EXERCISE DESCRIPTION:
Reproduce everything in the rows from the line containing "Where can the dark curly" down to the line containing "x=163, y=300", both included, exactly as they appear.

========================

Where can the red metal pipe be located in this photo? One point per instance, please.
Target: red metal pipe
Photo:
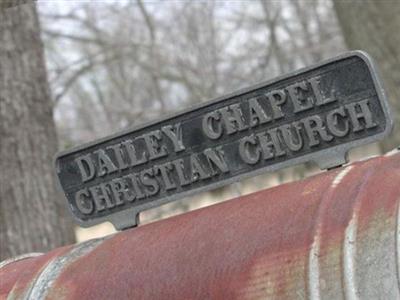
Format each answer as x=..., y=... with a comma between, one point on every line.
x=333, y=236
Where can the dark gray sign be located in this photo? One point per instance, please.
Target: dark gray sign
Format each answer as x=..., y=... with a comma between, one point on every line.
x=315, y=114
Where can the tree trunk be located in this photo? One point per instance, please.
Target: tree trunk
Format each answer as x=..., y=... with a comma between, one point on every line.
x=33, y=216
x=374, y=26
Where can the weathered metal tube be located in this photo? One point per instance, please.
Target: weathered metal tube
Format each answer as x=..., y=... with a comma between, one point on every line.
x=333, y=236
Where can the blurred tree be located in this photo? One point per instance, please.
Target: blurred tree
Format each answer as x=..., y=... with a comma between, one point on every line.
x=32, y=216
x=374, y=26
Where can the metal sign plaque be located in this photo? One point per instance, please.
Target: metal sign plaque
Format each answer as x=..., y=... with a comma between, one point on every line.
x=314, y=114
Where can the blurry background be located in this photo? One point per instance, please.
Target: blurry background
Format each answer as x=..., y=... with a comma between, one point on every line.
x=114, y=64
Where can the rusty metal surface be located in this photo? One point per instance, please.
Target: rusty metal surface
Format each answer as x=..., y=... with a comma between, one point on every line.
x=332, y=236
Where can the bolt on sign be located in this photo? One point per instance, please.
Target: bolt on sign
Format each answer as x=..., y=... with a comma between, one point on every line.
x=314, y=114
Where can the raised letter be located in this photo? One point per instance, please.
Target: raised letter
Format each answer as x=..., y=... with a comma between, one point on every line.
x=179, y=166
x=293, y=141
x=131, y=150
x=118, y=155
x=175, y=136
x=315, y=125
x=152, y=143
x=164, y=170
x=101, y=198
x=332, y=122
x=121, y=191
x=216, y=159
x=83, y=201
x=233, y=118
x=249, y=157
x=319, y=98
x=300, y=103
x=209, y=128
x=364, y=113
x=148, y=180
x=277, y=98
x=105, y=165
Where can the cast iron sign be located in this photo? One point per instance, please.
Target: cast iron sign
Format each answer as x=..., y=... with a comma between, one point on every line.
x=314, y=114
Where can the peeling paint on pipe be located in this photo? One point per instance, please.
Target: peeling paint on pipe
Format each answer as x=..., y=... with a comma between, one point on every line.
x=332, y=236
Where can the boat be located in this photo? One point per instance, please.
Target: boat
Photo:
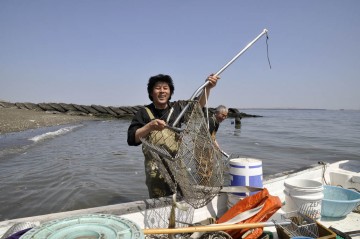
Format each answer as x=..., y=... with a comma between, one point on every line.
x=154, y=213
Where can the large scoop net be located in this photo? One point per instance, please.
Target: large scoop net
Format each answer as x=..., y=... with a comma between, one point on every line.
x=188, y=159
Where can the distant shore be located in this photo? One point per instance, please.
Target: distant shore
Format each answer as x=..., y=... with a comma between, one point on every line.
x=16, y=120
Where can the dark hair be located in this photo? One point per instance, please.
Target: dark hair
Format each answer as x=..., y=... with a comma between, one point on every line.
x=160, y=78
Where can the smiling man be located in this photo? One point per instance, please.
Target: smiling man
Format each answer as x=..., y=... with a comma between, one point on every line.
x=154, y=118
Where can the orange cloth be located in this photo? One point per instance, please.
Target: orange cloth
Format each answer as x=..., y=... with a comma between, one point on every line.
x=271, y=205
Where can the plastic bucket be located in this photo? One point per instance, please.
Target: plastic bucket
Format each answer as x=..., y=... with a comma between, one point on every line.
x=245, y=172
x=303, y=195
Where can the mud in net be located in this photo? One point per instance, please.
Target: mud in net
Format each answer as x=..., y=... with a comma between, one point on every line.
x=188, y=158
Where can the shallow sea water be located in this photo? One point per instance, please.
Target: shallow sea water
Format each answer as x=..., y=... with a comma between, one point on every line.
x=86, y=165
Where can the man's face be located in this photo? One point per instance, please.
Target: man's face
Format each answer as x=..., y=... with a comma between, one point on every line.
x=161, y=94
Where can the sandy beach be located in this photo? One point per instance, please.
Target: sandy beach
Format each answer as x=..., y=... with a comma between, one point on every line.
x=15, y=120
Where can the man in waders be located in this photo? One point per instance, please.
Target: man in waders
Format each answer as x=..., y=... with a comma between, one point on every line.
x=155, y=117
x=221, y=113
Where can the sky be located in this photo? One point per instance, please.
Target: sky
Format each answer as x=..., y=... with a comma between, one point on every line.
x=104, y=51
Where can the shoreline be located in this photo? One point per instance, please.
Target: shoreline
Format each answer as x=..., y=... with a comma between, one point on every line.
x=16, y=120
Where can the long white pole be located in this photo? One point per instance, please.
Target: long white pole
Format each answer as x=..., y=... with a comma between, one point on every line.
x=196, y=93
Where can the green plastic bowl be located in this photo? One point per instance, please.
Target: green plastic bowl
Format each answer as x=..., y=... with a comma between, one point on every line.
x=338, y=201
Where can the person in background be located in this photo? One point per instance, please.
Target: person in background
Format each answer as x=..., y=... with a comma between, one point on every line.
x=221, y=113
x=155, y=117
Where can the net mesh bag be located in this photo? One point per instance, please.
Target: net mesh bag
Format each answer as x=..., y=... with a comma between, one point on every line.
x=188, y=159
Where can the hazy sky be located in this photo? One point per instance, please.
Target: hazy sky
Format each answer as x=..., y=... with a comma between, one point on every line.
x=104, y=51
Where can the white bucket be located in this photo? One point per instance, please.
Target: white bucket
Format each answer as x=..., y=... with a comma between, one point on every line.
x=245, y=172
x=303, y=195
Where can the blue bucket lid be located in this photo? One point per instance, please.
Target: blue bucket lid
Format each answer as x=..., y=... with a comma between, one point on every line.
x=90, y=226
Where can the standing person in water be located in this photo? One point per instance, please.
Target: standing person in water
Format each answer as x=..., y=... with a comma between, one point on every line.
x=155, y=117
x=221, y=113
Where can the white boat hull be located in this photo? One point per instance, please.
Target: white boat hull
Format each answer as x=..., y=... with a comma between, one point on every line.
x=154, y=213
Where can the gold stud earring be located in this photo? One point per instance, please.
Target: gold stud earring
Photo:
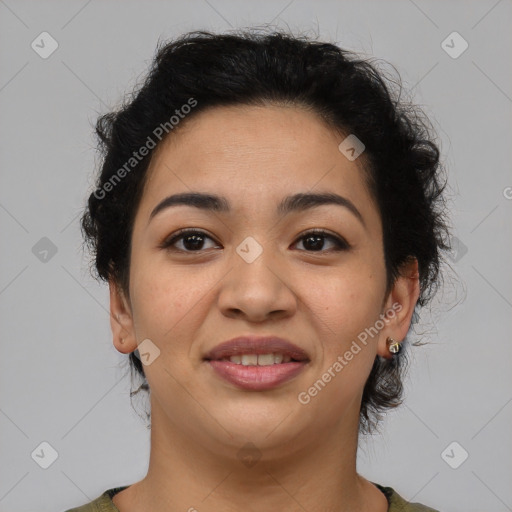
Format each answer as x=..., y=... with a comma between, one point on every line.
x=393, y=345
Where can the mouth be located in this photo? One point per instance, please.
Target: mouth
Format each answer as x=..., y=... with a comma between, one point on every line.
x=256, y=363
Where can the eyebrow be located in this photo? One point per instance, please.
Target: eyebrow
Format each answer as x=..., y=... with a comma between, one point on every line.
x=295, y=203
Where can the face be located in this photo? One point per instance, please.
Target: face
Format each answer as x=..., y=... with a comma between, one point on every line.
x=189, y=292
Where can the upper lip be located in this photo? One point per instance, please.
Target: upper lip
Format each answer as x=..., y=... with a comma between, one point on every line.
x=257, y=345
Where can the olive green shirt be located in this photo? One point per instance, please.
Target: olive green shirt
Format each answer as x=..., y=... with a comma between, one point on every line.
x=396, y=503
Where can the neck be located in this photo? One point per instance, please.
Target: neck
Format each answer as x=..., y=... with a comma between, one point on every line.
x=188, y=475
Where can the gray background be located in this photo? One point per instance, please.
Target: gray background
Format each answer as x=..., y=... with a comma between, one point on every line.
x=61, y=379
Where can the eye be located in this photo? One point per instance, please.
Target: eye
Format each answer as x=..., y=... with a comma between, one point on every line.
x=192, y=240
x=315, y=241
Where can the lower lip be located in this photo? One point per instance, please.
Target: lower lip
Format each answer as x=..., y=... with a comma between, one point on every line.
x=257, y=378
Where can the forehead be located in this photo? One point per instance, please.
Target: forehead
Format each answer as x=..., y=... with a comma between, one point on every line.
x=254, y=152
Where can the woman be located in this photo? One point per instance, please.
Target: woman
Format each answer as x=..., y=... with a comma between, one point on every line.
x=268, y=217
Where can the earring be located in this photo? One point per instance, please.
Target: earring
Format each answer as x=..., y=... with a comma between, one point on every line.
x=393, y=345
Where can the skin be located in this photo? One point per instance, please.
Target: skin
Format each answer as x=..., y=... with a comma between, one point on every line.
x=187, y=303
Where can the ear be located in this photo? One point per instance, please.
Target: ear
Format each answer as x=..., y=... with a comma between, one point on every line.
x=399, y=307
x=121, y=320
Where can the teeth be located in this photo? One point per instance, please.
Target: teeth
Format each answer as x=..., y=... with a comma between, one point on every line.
x=249, y=359
x=259, y=359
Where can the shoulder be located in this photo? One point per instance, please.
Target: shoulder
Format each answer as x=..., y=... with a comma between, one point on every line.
x=102, y=503
x=399, y=504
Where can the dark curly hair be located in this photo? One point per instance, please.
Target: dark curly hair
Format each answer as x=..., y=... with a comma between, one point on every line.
x=255, y=67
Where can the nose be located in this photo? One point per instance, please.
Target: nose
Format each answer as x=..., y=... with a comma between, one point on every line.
x=259, y=290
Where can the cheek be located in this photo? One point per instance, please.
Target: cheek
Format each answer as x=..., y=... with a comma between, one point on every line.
x=163, y=300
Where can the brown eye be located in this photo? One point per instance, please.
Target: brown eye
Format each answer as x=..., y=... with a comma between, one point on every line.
x=192, y=240
x=314, y=241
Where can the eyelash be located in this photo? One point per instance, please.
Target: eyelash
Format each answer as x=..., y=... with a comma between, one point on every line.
x=341, y=244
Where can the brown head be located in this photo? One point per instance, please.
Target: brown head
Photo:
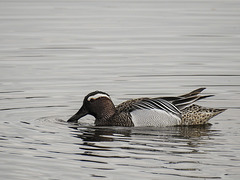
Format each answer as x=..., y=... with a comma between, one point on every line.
x=97, y=104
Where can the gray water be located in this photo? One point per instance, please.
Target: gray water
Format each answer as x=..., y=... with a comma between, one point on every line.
x=52, y=53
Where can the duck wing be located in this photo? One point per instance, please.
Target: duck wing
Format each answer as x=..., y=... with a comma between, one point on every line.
x=151, y=112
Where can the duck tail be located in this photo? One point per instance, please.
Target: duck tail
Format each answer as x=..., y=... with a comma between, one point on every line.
x=198, y=115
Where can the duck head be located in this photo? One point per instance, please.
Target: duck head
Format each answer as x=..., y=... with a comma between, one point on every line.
x=97, y=104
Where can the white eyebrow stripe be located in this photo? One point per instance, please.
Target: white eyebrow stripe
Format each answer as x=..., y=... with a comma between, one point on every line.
x=96, y=96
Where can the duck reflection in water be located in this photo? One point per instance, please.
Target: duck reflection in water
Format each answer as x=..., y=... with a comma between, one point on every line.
x=97, y=134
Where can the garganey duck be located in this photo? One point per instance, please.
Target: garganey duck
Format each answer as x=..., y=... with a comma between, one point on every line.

========================

RESULT FOR THIS TASK:
Where can the dark curly hair be located in this photo? One point per instance, please.
Target: dark curly hair
Format each answer as x=..., y=... with a comma between, one point on every line.
x=255, y=67
Where can the nose be located in this photo? One point per instance, please.
Target: nose
Format each answer as x=..., y=... with a comma between, one point on every line.
x=259, y=290
Where can the cheek be located in this photo? One point per instance, please.
Target: cheek
Format each answer as x=..., y=... with a comma between, one point on every line.
x=163, y=300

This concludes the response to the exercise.